I hopefully found a guy to fix my exterior. so that come first. but im going to go ahead and start saving a little cash now for my head i want built. The is for a 99 cav. im wanting to run a 75-125 shot of nitrous at the track. my plan so far:
port and polish (mild) i figured a mild port and polish would be good enough
surface the head about .025", to give compression i slight bump cause nitrous loves high compression engines.
Lifters:
http://store.summitracing.com/partdetail.asp?part=PRO%2D66915&N=400405+308262+115&autoview=sku
Stud:
http://store.summitracing.com/partdetail.asp?autofilter=1&part=ARP%2D134%2D7201&N=115&autoview=sku
im also wanting to get valves the +1mm one. just not sure where to buy them at for a decent price.
and also im wondering about springs. also what kind of valve job should i go for 3 angle or 5 angle?
thanks all. and also will the lifters and studs i posted be fine? or are they junk. any comments and suggestions is appreciated.
Well for the valves you can get them from Karo at carcustoms.net
LINKY
http://www.carcustoms.net/product_info.php?cPath=265_22_32_596&products_id=429
as for your springs.....I remember a long discussion on springs for the 2200 with madjack and notec as well as slowolj. i tried finding it but I only took like 5 minutes ( taking off to go play pool ). Madjack also made a thred with lots of info on rockers and studs for the 2200 as well.
Have you thought of a patriot head by chance? might be a little bit cheaper in the long run since you wont have to wait to sell your spare rockers and studs.....just a thought.
good luck- Jeff
that could get a bit pricey... the custom work that is. i guess ill have too weigh the custom head against the patriot head. i just figure id get more performance if done customly other than a mass produced head. anymore inputs are welcomed.
I think you should do a full build. The machining for the springs really isn't all that bad, maybe $200 extra (well worth it though). Your final price will be about the same as the Patriot if you do the porting yourself (not that hard to do a street port), and you'll actually have a decent valvetrain (which you can't get from Patriot).
Also, don't deck the head, deck the block. And remember that you can only deck so far before you need new pushrods (Jack could probably give more insight as to the limits here).
I believe the only thing you asked that hasn't been touched on is the valve job. 3-angle for street, 5-angle for race. The reason is that the more cuts that are made (angles), the less surface area the valve actually contacts. As the contact area decreases, the stress increases, which requires a 'refresher' machining more often.

fortune cookie say:
better a delay than a disaster.
this is my dd.... so i should prolly play it safe and go street. ohvnotec, do you have any info on how to street port the head. ive got the dremel tool, but figured if im porting ill get a dye grinder. ive read the tutorial on how to port and polish yourself im just veryveryafraid of ruining it.
Thanks everyone. please more.

Saved entries:
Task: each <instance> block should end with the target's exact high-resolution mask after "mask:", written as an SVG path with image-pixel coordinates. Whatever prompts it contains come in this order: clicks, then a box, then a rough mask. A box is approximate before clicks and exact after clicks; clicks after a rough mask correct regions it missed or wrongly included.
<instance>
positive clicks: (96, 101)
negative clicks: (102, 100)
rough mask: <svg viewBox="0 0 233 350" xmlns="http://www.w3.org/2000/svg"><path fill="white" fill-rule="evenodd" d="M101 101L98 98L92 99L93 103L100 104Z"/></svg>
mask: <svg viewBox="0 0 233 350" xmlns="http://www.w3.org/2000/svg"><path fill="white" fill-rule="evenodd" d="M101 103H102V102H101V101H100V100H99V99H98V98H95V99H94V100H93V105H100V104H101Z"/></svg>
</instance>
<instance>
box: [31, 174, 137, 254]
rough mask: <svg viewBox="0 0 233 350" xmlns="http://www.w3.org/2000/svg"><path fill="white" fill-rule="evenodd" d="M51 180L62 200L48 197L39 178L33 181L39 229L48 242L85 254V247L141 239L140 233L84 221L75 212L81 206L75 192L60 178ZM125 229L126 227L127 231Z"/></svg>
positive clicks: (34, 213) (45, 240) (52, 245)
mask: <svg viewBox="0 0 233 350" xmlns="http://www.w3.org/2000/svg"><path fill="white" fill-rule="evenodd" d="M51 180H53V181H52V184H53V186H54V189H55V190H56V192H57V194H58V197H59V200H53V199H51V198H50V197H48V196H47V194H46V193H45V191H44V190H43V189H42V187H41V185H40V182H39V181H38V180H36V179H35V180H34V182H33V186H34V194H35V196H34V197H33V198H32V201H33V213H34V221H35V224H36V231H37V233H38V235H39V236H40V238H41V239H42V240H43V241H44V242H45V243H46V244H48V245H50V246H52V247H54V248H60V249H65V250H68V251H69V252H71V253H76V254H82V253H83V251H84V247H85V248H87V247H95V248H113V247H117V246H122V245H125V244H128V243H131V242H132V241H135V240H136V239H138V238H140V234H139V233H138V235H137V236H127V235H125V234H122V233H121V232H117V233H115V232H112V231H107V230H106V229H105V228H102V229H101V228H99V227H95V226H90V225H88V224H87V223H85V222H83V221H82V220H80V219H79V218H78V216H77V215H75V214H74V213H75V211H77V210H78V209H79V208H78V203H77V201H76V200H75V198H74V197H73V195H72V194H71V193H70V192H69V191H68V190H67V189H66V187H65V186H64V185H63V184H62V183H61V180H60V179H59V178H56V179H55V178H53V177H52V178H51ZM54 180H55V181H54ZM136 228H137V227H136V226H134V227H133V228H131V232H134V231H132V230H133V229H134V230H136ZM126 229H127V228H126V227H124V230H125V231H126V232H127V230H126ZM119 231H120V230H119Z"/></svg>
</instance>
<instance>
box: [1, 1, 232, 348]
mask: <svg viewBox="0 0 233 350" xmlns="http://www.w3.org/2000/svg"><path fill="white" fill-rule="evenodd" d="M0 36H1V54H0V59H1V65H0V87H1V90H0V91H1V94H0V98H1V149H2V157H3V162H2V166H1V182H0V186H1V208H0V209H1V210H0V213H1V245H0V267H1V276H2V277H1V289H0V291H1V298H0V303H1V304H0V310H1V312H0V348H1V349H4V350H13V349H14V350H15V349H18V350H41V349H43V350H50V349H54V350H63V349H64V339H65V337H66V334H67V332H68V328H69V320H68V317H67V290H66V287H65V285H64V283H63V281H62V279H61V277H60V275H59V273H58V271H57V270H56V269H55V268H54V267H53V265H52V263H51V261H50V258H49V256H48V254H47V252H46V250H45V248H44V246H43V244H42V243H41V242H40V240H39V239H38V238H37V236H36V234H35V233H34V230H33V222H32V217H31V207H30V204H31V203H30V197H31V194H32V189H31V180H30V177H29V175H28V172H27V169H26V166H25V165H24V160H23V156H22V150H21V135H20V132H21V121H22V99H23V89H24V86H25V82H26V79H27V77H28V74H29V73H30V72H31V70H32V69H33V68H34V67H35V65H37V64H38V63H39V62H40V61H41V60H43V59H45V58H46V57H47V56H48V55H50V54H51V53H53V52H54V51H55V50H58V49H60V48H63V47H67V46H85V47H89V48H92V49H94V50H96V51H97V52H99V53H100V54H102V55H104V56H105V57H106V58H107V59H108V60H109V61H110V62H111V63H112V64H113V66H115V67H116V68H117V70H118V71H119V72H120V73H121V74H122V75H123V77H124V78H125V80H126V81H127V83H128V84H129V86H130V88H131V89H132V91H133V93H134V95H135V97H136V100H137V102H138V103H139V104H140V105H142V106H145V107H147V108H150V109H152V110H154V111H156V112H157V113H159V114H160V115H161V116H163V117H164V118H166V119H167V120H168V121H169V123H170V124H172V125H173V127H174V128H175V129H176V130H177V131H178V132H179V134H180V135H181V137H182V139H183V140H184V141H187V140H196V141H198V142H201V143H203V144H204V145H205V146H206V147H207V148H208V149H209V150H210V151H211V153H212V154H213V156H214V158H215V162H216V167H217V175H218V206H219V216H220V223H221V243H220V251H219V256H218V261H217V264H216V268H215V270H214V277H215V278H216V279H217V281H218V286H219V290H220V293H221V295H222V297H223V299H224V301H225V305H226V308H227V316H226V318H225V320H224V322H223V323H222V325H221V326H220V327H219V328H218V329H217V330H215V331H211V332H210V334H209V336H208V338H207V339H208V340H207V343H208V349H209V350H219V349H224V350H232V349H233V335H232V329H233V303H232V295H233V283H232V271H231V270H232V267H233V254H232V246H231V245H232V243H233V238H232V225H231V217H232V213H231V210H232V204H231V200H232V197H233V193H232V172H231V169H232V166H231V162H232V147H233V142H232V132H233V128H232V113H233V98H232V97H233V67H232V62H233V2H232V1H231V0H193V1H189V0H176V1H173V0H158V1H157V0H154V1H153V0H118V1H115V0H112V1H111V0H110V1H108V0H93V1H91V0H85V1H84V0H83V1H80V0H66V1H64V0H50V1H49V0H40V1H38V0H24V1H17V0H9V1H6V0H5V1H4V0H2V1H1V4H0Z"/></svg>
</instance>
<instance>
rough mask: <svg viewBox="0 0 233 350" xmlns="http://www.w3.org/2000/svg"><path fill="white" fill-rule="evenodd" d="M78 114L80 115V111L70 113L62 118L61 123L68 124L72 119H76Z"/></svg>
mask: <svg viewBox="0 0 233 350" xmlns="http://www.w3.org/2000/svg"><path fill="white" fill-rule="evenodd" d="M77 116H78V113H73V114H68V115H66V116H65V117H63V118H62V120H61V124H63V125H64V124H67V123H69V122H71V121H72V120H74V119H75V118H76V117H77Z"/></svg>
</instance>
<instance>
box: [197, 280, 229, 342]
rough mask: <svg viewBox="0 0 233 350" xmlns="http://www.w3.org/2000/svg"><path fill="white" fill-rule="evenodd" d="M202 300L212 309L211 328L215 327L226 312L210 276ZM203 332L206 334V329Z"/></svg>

### Problem set
(1) Echo the forum thread about the cylinder head build between "and also im" and "suggestions is appreciated.", inclusive.
(2) Give what follows in the forum thread about the cylinder head build, continuing from where it stops.

### Answers to the tasks
(1)
and also im wondering about springs. also what kind of valve job should i go for 3 angle or 5 angle?
thanks all. and also will the lifters and studs i posted be fine? or are they junk. any comments and suggestions is appreciated.

(2)
I did my V6 heads with a dremel, just take it easy or you'll burn up the motors quick. The electric die grinder I have is WAY to powerful for aluminum heads, you would need one of those fancy-pants engraver's grinders, or a air compressor large enough to handle an air grinder (mine barely works and it's as powerful as they come in 115V). I've been wanting to do a step by step port job, but haven't had time (this summer hopefully).

fortune cookie say:
better a delay than a disaster.
i might go with that electric grinder i posted from harbor freight and try that speed control unit. it would be cheaper than the nice electric grinder, as always im going for the most bang for buck. whats the highest speed you want to do a p&p with.
i gotta give you credit for doing it with a dremel. sounds like that would take awhile.
[quote=DrÃkÉ]I hopefully found a guy to fix my exterior. so that come first. but im going to go ahead and start saving a little cash now for my head i want built. The is for a 99 cav. im wanting to run a 75-125 shot of nitrous at the track. my plan so far:
port and polish (mild) i figured a mild port and polish would be good enough
surface the head about .025", to give compression i slight bump cause nitrous loves high compression engines.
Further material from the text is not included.